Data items

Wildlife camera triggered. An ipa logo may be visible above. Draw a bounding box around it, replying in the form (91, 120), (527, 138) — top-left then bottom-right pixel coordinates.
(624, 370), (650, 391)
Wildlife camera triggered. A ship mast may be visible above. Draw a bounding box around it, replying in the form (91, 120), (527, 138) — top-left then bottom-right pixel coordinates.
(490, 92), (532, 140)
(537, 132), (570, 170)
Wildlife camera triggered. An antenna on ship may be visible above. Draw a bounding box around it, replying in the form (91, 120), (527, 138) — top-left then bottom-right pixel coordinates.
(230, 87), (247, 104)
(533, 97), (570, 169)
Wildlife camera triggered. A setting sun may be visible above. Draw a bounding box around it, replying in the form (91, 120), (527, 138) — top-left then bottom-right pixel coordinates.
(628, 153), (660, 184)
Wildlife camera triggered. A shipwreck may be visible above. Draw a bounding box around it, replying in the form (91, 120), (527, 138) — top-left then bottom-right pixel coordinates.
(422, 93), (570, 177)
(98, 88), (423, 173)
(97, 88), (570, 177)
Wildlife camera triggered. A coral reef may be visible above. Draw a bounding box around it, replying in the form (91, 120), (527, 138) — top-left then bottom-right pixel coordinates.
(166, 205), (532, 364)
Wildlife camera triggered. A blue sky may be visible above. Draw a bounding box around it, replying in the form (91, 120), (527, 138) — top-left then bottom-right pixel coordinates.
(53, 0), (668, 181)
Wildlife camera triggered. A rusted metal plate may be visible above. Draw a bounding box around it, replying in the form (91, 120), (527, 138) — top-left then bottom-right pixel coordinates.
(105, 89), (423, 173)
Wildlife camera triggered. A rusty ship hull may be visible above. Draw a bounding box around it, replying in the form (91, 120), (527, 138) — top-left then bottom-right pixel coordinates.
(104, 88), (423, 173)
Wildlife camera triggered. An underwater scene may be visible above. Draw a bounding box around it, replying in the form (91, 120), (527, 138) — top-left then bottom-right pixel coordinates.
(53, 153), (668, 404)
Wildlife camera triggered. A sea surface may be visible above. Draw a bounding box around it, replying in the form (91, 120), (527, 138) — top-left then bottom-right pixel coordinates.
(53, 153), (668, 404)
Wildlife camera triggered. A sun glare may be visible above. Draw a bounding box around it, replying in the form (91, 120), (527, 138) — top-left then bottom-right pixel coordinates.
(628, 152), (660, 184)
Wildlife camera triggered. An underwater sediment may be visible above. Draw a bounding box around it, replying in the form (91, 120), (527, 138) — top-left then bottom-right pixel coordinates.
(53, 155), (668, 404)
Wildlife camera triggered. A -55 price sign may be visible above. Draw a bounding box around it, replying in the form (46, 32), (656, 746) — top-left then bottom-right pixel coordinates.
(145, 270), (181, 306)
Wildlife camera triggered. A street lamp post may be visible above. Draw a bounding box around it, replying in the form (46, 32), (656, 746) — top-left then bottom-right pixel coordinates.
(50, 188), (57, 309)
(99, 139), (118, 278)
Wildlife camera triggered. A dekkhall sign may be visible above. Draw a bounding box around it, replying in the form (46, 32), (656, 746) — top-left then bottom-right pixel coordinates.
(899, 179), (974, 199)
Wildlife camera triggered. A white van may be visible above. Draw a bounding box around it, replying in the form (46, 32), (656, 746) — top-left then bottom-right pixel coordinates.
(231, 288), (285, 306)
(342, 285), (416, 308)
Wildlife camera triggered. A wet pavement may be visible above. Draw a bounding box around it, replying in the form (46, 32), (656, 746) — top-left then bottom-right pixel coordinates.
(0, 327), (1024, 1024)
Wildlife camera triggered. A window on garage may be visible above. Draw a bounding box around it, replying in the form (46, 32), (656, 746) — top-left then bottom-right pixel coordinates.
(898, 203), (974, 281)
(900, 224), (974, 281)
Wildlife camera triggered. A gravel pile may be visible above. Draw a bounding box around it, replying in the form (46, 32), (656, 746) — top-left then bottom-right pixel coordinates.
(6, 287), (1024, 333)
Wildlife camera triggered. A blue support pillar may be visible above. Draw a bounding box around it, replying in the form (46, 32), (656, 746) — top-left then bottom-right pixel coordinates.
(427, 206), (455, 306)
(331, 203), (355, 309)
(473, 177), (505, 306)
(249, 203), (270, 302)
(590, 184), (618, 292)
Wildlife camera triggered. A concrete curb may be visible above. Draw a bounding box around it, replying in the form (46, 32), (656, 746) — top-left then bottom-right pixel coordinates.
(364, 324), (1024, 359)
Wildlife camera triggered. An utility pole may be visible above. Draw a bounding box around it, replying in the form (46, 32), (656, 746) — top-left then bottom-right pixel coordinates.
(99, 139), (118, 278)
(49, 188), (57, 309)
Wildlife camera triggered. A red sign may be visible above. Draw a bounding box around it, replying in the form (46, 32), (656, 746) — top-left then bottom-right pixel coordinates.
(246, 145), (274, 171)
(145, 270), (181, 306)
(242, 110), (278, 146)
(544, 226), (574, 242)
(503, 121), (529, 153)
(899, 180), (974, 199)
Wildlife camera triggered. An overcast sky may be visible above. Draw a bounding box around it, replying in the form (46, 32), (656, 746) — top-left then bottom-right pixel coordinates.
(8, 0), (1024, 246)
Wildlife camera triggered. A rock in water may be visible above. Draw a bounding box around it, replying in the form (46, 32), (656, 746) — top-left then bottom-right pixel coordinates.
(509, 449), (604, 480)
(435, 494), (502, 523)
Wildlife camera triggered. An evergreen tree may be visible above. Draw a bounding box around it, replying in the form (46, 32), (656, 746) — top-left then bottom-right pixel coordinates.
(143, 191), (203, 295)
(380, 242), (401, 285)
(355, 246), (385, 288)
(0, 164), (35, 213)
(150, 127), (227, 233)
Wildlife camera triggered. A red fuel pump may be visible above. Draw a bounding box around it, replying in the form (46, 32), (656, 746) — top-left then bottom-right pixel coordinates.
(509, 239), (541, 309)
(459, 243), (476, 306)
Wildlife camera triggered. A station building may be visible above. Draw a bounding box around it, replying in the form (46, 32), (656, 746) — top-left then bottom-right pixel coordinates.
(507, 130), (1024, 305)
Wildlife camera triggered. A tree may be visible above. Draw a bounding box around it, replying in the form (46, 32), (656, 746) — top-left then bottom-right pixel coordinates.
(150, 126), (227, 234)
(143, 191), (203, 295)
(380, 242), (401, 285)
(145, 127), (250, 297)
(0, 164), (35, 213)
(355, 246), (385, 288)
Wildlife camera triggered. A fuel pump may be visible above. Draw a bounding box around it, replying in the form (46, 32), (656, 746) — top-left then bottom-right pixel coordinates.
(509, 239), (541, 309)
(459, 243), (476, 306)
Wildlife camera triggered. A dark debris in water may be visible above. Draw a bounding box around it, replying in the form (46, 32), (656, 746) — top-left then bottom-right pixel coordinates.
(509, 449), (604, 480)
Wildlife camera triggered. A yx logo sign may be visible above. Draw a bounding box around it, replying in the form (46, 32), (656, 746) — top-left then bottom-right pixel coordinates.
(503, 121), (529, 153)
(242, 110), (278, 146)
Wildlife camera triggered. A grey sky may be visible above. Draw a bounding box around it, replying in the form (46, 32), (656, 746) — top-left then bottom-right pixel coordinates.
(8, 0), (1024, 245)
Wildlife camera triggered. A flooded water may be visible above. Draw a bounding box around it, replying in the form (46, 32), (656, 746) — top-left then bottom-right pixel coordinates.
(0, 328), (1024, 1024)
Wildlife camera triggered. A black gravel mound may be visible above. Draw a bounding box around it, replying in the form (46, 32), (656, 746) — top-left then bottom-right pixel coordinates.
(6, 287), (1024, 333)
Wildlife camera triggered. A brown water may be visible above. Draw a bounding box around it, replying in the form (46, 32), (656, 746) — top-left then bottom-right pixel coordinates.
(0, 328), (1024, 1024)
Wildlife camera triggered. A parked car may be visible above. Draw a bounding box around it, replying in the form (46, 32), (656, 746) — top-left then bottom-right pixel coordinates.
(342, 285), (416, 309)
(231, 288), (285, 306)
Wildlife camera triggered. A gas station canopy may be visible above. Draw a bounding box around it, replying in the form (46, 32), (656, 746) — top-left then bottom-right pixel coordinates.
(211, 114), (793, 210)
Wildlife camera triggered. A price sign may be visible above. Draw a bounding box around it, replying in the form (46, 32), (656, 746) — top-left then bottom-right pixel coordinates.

→ **GOAL**
Copy out again the part of the rows above that starts with the line containing "Wildlife camera triggered. A rusted" and ends with the line containing "(105, 89), (423, 173)", both included.

→ **WRITTEN SOLUTION**
Wildlife camera triggered. A rusted metal plate may be visible above. Draw a bounding box around it, replying in the form (91, 120), (527, 138) — top-left then bottom-right pixel coordinates.
(105, 89), (423, 173)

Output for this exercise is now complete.